Extrait d'un jeu de données
⟨

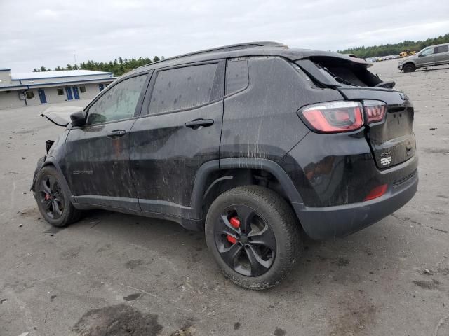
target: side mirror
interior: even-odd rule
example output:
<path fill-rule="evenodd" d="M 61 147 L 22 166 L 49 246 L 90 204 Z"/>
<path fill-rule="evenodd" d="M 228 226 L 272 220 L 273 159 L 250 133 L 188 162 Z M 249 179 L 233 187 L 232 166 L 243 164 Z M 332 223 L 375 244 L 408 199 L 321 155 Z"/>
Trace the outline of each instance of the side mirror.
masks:
<path fill-rule="evenodd" d="M 72 113 L 70 120 L 73 126 L 83 126 L 86 124 L 86 111 L 81 110 Z"/>

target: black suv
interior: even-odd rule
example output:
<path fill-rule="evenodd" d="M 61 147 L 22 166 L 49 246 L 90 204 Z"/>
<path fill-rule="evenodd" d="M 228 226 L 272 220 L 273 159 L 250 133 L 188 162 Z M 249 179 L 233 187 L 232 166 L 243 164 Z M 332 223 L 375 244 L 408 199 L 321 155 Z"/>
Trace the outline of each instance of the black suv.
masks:
<path fill-rule="evenodd" d="M 67 130 L 38 163 L 39 209 L 56 226 L 100 208 L 204 230 L 231 281 L 274 286 L 302 232 L 351 234 L 417 190 L 413 107 L 369 66 L 262 42 L 135 69 L 43 113 Z"/>

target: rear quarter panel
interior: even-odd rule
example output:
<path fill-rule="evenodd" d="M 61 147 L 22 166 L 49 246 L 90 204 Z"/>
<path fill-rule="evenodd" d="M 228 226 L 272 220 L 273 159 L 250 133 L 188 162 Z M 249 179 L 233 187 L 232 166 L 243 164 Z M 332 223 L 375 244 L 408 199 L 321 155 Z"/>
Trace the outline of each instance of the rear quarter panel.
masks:
<path fill-rule="evenodd" d="M 220 158 L 279 162 L 309 132 L 297 110 L 343 98 L 336 90 L 315 87 L 281 57 L 250 57 L 248 62 L 248 87 L 224 99 Z"/>

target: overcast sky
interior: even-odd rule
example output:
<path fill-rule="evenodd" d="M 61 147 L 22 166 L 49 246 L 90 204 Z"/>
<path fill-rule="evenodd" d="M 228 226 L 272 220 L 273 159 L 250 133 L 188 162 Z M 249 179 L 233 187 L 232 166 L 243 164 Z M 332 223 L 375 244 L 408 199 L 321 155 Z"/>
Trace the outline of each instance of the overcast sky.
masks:
<path fill-rule="evenodd" d="M 0 0 L 0 68 L 166 57 L 276 41 L 337 50 L 449 33 L 445 0 Z"/>

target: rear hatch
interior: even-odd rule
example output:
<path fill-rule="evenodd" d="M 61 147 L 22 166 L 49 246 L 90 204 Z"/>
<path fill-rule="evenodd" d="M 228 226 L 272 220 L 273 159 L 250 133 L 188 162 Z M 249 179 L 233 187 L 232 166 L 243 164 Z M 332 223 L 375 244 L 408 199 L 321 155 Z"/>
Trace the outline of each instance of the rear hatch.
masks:
<path fill-rule="evenodd" d="M 378 168 L 398 164 L 415 155 L 413 106 L 407 96 L 387 90 L 338 90 L 349 100 L 375 99 L 387 104 L 384 120 L 366 126 L 366 136 Z"/>
<path fill-rule="evenodd" d="M 309 57 L 295 63 L 321 87 L 337 90 L 347 100 L 378 101 L 387 104 L 382 121 L 366 125 L 366 137 L 376 165 L 385 169 L 415 155 L 413 106 L 394 82 L 384 82 L 368 70 L 364 60 L 335 54 Z"/>

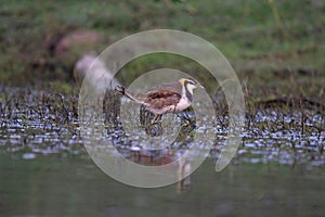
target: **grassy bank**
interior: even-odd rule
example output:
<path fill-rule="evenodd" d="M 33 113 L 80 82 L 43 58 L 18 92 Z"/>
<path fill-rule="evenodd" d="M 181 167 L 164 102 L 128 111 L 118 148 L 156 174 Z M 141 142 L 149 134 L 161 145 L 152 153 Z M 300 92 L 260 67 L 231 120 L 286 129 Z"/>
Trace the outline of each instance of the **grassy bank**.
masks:
<path fill-rule="evenodd" d="M 219 48 L 235 68 L 247 95 L 285 93 L 317 101 L 324 98 L 325 3 L 322 1 L 1 2 L 2 84 L 70 86 L 74 62 L 57 60 L 53 48 L 74 30 L 100 33 L 104 39 L 94 49 L 101 52 L 125 36 L 172 28 L 200 36 Z M 172 58 L 167 60 L 171 66 L 179 65 Z M 165 65 L 166 56 L 159 55 L 135 62 L 129 66 L 132 74 L 125 79 L 130 81 L 148 67 Z M 187 67 L 191 69 L 191 65 Z"/>

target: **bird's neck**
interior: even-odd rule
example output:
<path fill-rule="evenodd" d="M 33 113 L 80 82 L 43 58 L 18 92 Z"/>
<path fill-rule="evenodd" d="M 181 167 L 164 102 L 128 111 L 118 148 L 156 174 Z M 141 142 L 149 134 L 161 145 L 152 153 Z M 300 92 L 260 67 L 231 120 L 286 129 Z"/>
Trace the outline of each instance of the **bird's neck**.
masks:
<path fill-rule="evenodd" d="M 193 90 L 188 90 L 185 86 L 183 86 L 183 89 L 182 89 L 182 97 L 186 97 L 190 102 L 192 102 L 193 100 Z"/>

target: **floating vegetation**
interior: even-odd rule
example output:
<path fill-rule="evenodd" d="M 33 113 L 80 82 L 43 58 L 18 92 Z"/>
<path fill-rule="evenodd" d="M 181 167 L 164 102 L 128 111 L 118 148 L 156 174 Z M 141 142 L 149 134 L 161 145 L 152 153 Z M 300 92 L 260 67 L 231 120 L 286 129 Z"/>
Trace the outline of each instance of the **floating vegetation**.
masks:
<path fill-rule="evenodd" d="M 40 154 L 86 155 L 79 133 L 76 95 L 28 88 L 1 88 L 1 154 L 11 153 L 24 159 L 32 159 Z M 210 151 L 210 157 L 213 159 L 218 158 L 229 130 L 226 104 L 222 104 L 222 101 L 218 103 L 220 104 L 216 105 L 214 145 Z M 168 149 L 160 152 L 143 150 L 136 141 L 128 138 L 120 124 L 118 108 L 104 108 L 109 114 L 106 115 L 106 124 L 113 124 L 107 128 L 109 137 L 120 154 L 135 161 L 141 155 L 139 153 L 146 152 L 152 163 L 153 161 L 164 163 L 164 156 L 170 154 Z M 195 114 L 193 115 L 191 111 L 185 116 L 195 119 Z M 145 118 L 140 118 L 145 124 Z M 177 118 L 183 124 L 171 146 L 186 149 L 186 144 L 191 144 L 193 133 L 198 129 L 195 122 L 188 122 L 183 115 Z M 151 130 L 157 129 L 148 129 L 146 132 L 145 128 L 140 130 L 143 130 L 143 133 L 153 133 Z M 240 137 L 243 143 L 233 163 L 278 162 L 285 165 L 307 164 L 308 167 L 325 164 L 325 112 L 324 107 L 316 103 L 291 99 L 249 105 L 246 129 Z M 151 164 L 147 162 L 148 158 L 142 158 L 140 162 Z"/>

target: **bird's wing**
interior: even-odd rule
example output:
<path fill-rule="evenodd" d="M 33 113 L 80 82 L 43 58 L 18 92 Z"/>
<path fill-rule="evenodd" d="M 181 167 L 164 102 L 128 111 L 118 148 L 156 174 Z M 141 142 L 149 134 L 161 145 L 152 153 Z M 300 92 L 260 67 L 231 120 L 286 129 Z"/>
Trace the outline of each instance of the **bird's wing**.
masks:
<path fill-rule="evenodd" d="M 178 104 L 181 98 L 182 95 L 178 91 L 161 88 L 148 91 L 145 103 L 155 108 L 162 108 Z"/>

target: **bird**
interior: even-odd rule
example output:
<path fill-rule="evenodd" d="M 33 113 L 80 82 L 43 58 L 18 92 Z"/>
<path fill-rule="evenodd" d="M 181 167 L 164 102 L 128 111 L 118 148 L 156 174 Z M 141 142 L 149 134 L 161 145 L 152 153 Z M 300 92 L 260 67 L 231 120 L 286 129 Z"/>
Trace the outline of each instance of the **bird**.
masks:
<path fill-rule="evenodd" d="M 181 78 L 176 82 L 162 84 L 142 93 L 131 92 L 122 86 L 118 86 L 116 91 L 154 113 L 153 123 L 155 123 L 166 113 L 182 112 L 191 106 L 195 88 L 204 89 L 193 78 Z"/>

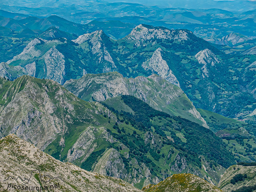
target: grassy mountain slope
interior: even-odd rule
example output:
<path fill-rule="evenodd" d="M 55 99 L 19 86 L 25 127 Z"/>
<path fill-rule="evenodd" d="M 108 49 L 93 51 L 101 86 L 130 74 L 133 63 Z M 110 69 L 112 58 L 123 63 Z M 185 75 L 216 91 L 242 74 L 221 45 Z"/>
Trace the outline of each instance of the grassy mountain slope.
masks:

⟩

### Énoncé du problème
Pouvez-vous recopier sans la moindre modification les lignes de la liste ci-dessus, depuis celle qui contient "target: **bird**" jusqu'à celle qui contient "181 78 L 176", ces deux lignes comprises ?

### Réponse à l'exercice
target: **bird**
interior: even-odd rule
example output:
<path fill-rule="evenodd" d="M 33 113 L 80 82 L 43 58 L 18 92 Z"/>
<path fill-rule="evenodd" d="M 181 167 L 164 102 L 128 111 L 118 148 L 156 174 Z M 141 142 L 149 134 L 161 145 L 152 153 Z M 300 92 L 260 67 L 231 120 L 286 129 Z"/>
Trace the outline of each instance of the **bird**.
masks:
<path fill-rule="evenodd" d="M 181 78 L 176 82 L 162 84 L 142 93 L 131 92 L 122 86 L 118 86 L 116 91 L 154 113 L 153 123 L 155 123 L 166 113 L 182 112 L 191 106 L 195 88 L 204 89 L 193 78 Z"/>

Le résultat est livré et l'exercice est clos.